=== Exercise brief ===
In the text on research training in anesthesiology residencies, how many residency program directors were contacted to take part in the study?

=== Provided text ===
------------------------------------
It has been suggested by Reeves and Greene1 that “without research the profession of anesthesiology is in danger of becoming a trade union.” However, to conduct meaningful research that is capable of generating funding, investigators require substantive training in research methodology. Kitz and Biebuyck2 have stated that “teaching and training when not continually enriched by the leaven of research become flat and unimaginative, and eventually, fixed in outmoded concepts.” In an editorial several years ago, research in anesthesiology was referred to as “the road not yet taken,” and the leadership was urged to find creative ways to promote research training programs.3 In addition, we were informed that the status of anesthesiology in the medical community was at risk if training in research was not enhanced, and it was advocated that research experience should be integrated into the resident curriculum and spread over Clinical Anesthesia year 1 through Clinical Anesthesia year 3 of training.4 The Accreditation Council for Graduate Medical Education (ACGME) requires accredited U.S. anesthesiology programs to facilitate scholarly activity during residency training, but the guidelines are not well defined and are open to individual interpretation of the program chair and residency program director (PD a; Table 1).
The status of research education in anesthesiology residency programs in the United States has never been documented, and the number of programs with a structured curriculum for resident research training is unknown. In addition, as there are no specific guidelines for research education for anesthesiology residents, we sought to characterize the differences in programs reporting a structured curriculum with those that did not. We hypothesized that a larger percentage of residents in programs with structured residency research education would produce a peer-reviewed publication compared with programs that lacked a structured program. We also hypothesized that the duration of the research rotation would correlate with resident productivity and that greater research productivity would be associated with a higher percentage of faculty involved in research.
The study was approved by the IRB of Northwestern University, and the requirement for written informed consent was waived by the IRB. All 131 anesthesiology residency PDs identified using the ACGME database of accredited US residency training programs were contacted to participate in the study between October 2010 and March 2011. The survey instrument was developed by merging topics derived from earlier surveys and was created using Survey Monkey software (Survey Monkey Inc., Portland, OR).5,6 Pilot testing of the questions was not performed because of the limited sample available (U.S. PDs) and because the questions used in collecting the demographic data and the PDs’ evaluation of the program characteristics had been used in previous surveys.
------------------------------------
=== Data to examine ===
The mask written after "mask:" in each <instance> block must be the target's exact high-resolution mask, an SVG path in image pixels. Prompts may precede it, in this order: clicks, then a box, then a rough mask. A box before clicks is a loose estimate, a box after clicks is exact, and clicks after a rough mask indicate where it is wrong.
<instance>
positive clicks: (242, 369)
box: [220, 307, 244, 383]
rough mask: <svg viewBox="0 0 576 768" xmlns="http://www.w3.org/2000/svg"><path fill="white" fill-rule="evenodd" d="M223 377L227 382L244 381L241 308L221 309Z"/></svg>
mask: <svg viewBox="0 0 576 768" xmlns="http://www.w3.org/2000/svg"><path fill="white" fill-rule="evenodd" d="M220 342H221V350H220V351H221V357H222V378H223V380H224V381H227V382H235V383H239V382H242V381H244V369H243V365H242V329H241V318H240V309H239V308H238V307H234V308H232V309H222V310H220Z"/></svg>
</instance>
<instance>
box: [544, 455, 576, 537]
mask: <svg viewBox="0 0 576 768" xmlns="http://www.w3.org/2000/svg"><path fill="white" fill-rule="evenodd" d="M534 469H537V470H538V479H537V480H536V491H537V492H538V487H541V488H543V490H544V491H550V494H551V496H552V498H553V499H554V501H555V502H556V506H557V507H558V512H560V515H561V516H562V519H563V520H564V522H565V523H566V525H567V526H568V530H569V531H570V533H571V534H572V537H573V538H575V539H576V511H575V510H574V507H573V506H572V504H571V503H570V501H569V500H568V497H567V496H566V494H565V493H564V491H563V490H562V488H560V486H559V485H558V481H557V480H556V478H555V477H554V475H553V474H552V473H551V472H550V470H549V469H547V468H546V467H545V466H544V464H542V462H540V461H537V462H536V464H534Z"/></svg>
------------------------------------
=== Answer to this exercise ===
All 131 anesthesiology residency program directors were contacted.